Quellenauszug:
########################################

Sie werden von allen Menschen, die sich dafür öffnen, empfangen.
Gerhard Korthaus
Der Kirchenmusiker Gerhard Korthaus (1869 - 1937) war von 1890 bis 1927
Basilikaorganist in Kevelaer, wo er mit seiner Frau Louise auch als
Klavierlehrer wirkte. Der gebürtige Gocher, der nach seiner
Pensionierung ab 1927 in Bonn lebte, hatte bei P. H. Thielen eine
musikalische Ausbildung genossen und sich im Selbststudium
weiter-gebildet. Schon in jungen Jahren galt er als einer der
begabtesten Organisten in der Diözese. Seine Improvisationsgabe wurde
gerühmt. Korthaus war mit der Basilikaorgel derart vertraut, dass er
nach seinem Weggang (1927) in den letzten drei Lebensjahren nie wieder
auf einer „fremden“ Orgel spielte. Es war Korthaus‘ inniger Wunsch, in
Kevelaer beerdigt zu werden, wie seine Frau Louise in der Traueranzeige
schrieb. Das kinderlose Ehepaar hatte an der Schlageterstr. 26
(Friedenstraße) gewohnt.

########################################

Aufgabe 1: Prüfen Sie anhand des Auszugs über Gerhard Korthaus, ob die folgenden Aussagen zutreffen: (a) Korthaus war von 1890 bis 1927 Basilikaorganist in Kevelaer. (b) Korthaus stammte aus Bonn. (c) Das Ehepaar Korthaus hatte Kinder. Antworten Sie jeweils mit Ja oder Nein und zitieren Sie die entscheidenden Worte des Auszugs wörtlich.
Aufgabe 2: Führen Sie den Auszug über Gerhard Korthaus im Anschluss an seinen letzten Satz weiter.

Angezeigte Einträge:
########################################

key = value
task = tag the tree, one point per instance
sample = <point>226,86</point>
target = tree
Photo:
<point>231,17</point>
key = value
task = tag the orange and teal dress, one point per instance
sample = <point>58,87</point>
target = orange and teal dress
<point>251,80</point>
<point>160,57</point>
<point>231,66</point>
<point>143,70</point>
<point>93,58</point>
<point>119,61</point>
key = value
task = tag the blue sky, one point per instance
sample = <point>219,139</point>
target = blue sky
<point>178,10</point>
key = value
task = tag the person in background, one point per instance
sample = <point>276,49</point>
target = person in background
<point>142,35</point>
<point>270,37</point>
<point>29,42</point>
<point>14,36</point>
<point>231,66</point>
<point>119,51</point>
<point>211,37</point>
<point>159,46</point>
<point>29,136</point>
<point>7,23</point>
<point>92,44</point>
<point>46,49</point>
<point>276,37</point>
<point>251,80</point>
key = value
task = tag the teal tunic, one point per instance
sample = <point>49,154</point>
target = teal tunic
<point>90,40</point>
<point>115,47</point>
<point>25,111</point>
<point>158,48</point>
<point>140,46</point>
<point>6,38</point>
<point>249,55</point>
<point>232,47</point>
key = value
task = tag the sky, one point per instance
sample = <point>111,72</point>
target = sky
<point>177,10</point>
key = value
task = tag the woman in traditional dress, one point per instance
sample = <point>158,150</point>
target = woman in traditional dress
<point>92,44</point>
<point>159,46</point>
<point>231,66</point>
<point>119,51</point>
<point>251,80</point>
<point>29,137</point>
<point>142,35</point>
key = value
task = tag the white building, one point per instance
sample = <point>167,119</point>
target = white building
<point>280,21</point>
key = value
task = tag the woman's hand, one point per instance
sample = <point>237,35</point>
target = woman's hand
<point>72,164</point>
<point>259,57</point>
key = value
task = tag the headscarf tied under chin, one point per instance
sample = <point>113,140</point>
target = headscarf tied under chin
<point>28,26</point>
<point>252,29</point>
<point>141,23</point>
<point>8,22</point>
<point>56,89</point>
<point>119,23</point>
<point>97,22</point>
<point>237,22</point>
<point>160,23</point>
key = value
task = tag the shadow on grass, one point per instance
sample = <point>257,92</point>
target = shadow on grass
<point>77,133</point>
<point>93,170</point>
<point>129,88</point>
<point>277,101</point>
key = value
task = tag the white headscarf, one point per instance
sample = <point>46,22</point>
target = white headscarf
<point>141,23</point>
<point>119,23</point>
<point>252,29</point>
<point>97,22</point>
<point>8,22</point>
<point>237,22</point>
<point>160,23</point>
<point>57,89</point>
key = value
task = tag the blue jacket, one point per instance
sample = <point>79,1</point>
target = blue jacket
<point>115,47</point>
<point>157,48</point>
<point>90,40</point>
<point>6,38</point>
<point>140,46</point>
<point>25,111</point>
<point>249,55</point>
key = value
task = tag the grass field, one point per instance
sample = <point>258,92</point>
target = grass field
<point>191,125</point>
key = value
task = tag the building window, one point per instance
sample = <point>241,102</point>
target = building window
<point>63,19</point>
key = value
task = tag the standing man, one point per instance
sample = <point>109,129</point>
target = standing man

########################################

Lösung 1:
(a) Ja: „war von 1890 bis 1927 Basilikaorganist in Kevelaer“
(b) Nein: „Der gebürtige Gocher“
(c) Nein: „Das kinderlose Ehepaar“

Lösung 2:
Theodor Bergmann
An der Basilikastraße, dort wo seit 1985 dank einer Initiative der
Nachbarschaft ein Denkmal dem Schuhfabrikanten und Heimatdichter
gewidmet ist, kam Theodor Bergmann (1868 - 1948) zur Welt. 1915 erschien
seine erste größere Dichtung - das Volksschauspiel „Der Schmied von
Kevelaer“. Dem Förderer des Museums, der den Museumsverein von 1923 bis
1939 führte, lag die Pflege der plattdeutschen Sprache sehr am Herzen.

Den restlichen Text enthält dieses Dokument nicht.